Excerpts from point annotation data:
========

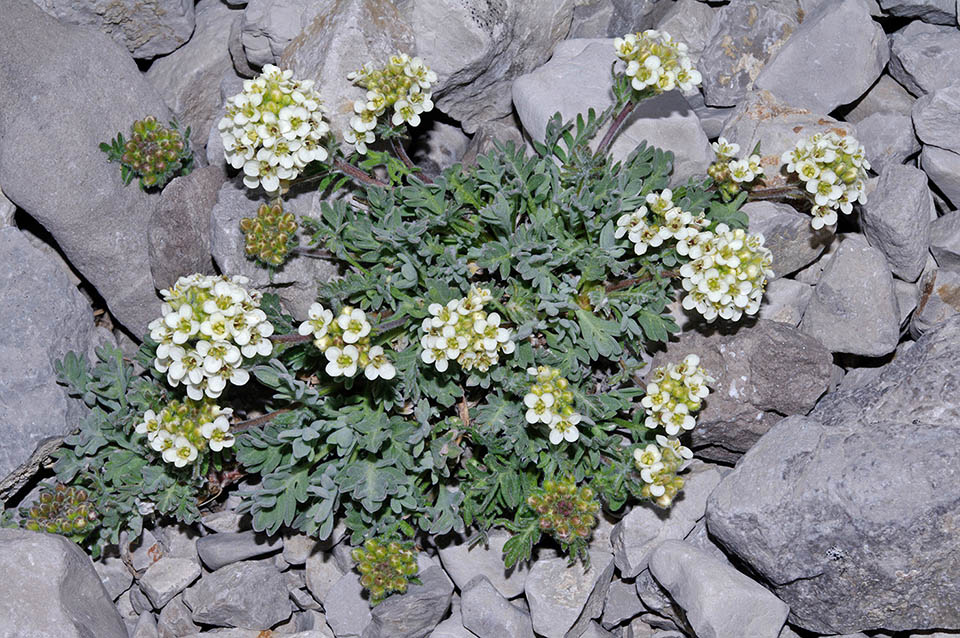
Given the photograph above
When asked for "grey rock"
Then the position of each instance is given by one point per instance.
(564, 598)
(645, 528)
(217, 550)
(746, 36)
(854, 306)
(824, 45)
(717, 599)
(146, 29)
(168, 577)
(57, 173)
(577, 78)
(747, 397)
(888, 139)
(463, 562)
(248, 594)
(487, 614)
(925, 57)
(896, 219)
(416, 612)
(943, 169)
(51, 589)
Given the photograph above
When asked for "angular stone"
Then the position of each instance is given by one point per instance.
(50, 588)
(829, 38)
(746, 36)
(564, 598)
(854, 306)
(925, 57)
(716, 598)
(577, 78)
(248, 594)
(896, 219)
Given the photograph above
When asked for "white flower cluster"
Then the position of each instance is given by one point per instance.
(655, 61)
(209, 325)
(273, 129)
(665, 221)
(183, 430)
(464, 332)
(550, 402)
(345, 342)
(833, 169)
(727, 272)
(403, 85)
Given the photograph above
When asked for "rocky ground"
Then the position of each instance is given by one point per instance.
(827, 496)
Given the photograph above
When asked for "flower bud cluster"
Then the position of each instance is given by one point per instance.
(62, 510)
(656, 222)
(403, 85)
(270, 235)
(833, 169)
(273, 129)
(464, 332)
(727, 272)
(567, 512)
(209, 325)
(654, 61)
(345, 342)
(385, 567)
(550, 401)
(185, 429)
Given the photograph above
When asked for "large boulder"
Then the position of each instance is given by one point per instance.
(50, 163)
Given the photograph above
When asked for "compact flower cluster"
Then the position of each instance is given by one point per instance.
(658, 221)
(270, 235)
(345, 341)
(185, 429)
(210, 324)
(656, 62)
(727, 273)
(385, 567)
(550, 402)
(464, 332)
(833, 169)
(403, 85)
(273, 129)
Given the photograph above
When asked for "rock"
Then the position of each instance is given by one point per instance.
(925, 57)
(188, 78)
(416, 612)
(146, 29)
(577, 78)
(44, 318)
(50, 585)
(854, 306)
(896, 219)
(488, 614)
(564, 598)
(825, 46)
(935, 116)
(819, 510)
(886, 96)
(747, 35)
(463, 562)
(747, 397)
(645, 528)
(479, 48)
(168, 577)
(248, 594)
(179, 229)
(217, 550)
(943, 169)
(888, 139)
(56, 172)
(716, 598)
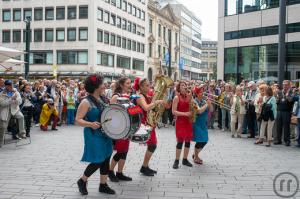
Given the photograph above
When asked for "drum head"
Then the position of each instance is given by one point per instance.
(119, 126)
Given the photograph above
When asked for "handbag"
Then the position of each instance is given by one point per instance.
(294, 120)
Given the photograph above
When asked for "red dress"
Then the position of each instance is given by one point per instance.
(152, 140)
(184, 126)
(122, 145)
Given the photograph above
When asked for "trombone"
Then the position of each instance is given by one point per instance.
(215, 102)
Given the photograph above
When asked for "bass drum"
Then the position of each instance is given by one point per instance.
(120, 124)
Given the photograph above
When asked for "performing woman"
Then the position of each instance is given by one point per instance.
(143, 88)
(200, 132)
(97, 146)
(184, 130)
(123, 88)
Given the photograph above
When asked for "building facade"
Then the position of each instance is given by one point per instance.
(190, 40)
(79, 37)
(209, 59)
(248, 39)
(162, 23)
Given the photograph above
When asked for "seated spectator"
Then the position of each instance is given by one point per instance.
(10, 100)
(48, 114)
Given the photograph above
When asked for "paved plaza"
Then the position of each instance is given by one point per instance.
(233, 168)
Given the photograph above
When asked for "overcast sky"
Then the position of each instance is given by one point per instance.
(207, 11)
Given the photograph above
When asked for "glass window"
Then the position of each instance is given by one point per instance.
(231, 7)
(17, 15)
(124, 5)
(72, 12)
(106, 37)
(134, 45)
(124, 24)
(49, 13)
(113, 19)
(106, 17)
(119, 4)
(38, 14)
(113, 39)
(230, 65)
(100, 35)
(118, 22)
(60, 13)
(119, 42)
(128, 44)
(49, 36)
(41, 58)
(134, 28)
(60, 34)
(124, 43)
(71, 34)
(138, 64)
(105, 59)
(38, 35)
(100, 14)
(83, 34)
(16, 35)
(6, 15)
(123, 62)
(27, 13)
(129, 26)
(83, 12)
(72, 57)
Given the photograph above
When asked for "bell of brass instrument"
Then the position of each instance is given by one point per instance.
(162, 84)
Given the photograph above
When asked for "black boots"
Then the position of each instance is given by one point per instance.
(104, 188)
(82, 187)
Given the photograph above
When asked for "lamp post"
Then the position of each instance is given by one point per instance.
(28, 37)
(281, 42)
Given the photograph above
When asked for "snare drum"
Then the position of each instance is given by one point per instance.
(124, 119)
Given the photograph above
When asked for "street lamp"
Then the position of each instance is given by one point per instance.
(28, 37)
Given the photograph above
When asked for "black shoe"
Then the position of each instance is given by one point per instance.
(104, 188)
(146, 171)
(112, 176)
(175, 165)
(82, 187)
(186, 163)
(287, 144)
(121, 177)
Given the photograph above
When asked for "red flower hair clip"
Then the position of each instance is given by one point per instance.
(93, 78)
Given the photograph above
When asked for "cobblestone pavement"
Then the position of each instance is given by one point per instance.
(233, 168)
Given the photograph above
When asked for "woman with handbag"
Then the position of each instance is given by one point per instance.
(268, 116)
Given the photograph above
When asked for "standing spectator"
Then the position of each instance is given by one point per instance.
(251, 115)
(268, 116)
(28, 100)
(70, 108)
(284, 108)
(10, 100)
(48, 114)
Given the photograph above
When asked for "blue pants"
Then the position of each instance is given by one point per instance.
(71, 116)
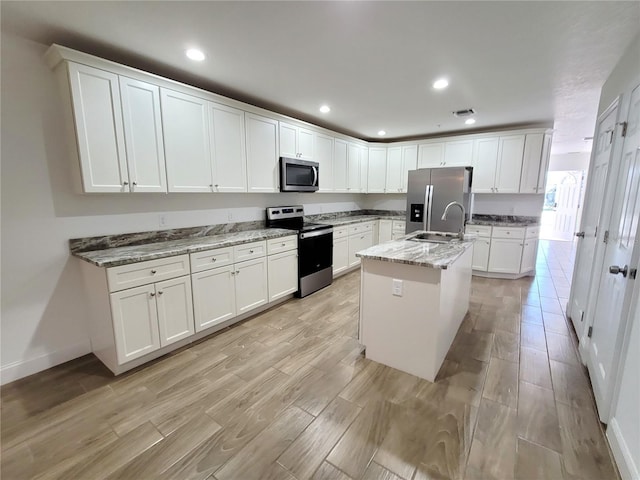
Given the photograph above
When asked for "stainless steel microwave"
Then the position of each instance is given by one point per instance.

========

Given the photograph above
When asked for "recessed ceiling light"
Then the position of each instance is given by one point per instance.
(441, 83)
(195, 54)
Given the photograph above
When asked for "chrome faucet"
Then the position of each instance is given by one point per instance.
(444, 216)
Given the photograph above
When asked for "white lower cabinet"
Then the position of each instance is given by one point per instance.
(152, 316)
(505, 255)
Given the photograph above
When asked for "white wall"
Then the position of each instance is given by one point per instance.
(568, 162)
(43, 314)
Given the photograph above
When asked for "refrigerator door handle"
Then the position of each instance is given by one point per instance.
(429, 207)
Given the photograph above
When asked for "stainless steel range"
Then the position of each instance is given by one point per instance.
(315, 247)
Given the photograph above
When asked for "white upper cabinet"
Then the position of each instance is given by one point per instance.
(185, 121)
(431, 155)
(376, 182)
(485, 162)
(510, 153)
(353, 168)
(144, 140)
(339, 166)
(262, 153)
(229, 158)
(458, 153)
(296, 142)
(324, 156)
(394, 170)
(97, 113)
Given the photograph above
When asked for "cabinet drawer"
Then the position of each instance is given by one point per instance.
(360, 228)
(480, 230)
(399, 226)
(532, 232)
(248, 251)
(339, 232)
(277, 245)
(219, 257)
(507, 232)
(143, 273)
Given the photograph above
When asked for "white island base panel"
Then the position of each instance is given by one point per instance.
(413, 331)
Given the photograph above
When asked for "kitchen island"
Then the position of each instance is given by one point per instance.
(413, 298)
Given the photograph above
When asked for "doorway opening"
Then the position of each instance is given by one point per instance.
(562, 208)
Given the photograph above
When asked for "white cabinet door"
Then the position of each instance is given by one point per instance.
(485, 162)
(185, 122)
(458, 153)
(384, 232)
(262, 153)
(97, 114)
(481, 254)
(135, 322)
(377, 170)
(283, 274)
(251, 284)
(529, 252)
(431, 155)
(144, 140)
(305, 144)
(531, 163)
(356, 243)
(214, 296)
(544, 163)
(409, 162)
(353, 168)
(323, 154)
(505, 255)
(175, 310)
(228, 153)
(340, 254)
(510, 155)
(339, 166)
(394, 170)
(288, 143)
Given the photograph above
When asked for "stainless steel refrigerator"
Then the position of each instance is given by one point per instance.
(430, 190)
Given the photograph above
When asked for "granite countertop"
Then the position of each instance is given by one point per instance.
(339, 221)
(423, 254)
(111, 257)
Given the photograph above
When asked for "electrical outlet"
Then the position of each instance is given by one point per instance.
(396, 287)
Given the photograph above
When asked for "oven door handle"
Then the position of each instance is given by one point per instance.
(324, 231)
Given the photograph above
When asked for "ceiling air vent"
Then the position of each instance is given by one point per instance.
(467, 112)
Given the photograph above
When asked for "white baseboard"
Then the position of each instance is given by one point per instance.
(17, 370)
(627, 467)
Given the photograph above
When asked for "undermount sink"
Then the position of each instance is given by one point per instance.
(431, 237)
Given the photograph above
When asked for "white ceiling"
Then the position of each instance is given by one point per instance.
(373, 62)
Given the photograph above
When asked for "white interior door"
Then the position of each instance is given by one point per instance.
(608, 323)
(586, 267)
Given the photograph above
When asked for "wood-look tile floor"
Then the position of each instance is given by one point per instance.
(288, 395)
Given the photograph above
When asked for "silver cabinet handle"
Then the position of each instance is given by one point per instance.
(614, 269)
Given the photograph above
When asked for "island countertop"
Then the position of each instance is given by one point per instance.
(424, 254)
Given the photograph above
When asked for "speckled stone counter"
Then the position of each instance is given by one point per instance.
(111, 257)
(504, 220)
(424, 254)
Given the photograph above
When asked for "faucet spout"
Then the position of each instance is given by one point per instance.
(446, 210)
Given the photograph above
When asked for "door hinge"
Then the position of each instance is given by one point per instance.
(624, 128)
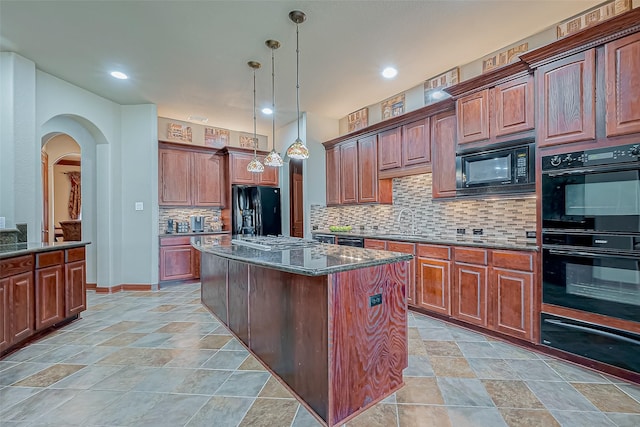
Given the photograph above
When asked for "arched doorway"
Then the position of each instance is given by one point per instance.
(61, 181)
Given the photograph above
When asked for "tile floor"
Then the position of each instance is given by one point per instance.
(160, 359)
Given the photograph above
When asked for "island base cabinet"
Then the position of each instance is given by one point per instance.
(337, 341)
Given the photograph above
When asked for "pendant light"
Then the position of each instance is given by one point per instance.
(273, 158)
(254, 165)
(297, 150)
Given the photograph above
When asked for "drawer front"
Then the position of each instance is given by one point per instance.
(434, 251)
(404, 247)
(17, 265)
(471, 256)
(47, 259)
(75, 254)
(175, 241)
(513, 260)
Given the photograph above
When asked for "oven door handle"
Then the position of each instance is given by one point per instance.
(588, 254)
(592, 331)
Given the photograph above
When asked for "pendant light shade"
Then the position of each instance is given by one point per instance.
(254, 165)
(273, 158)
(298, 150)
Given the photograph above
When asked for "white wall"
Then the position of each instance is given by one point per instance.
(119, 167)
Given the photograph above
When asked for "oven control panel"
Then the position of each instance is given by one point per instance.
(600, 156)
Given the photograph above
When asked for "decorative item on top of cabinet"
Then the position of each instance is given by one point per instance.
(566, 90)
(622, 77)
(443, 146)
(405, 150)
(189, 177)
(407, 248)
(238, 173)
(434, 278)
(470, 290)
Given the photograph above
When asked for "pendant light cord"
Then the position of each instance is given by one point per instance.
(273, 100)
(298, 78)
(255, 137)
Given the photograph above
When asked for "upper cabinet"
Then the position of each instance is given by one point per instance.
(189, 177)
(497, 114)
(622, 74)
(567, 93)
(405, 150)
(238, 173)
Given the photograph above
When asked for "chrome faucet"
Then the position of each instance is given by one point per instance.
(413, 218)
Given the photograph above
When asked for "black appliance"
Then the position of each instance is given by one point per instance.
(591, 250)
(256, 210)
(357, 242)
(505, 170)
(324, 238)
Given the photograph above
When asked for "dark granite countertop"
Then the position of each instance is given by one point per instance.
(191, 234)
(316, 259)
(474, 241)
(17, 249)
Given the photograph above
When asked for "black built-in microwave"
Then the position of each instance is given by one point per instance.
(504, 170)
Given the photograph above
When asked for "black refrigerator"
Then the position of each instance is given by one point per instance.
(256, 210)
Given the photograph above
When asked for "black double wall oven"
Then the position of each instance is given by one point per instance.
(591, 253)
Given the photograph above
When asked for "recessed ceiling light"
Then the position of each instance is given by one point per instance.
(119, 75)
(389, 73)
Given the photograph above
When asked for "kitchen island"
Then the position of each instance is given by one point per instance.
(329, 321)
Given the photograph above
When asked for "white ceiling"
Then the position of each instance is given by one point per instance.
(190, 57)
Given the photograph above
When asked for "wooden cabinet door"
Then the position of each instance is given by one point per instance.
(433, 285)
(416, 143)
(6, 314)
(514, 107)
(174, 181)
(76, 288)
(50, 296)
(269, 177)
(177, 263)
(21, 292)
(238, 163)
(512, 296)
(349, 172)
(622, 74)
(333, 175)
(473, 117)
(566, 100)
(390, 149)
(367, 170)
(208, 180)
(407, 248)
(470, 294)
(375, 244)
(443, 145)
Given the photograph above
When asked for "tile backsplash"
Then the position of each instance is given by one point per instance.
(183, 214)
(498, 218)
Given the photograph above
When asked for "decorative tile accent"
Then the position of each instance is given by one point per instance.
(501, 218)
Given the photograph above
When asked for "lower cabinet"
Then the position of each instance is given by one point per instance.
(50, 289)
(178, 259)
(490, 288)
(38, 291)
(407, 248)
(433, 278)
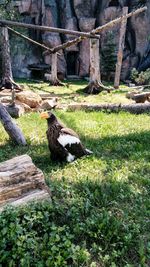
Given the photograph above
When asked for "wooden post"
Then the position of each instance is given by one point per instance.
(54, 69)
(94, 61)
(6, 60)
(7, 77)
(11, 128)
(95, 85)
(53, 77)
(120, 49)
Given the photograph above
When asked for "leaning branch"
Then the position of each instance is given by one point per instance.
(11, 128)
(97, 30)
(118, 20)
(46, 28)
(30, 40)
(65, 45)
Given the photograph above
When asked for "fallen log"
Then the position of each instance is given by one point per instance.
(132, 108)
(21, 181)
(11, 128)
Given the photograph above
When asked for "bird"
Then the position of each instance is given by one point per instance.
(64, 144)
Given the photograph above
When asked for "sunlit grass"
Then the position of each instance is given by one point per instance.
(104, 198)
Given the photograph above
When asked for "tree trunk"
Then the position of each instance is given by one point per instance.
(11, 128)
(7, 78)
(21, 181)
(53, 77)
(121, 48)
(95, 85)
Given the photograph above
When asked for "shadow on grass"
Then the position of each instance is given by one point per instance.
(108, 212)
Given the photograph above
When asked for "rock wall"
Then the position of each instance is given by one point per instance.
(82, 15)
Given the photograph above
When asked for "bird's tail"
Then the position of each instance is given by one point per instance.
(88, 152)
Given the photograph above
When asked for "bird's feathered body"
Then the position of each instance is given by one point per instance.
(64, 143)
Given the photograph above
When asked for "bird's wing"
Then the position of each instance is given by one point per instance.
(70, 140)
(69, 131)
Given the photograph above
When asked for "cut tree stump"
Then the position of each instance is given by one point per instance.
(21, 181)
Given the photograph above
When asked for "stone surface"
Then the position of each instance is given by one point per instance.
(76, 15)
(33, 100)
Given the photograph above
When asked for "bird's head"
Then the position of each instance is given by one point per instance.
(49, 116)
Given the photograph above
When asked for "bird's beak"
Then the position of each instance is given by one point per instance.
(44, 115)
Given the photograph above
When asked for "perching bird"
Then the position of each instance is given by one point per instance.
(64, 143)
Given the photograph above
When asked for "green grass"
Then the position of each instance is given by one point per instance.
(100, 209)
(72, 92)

========

What the task requires:
Collect every line of the material above that contains the string "microwave", and copy each one in full. Case counts.

Result:
When asked for "stainless steel microwave"
When asked for "black built-in microwave"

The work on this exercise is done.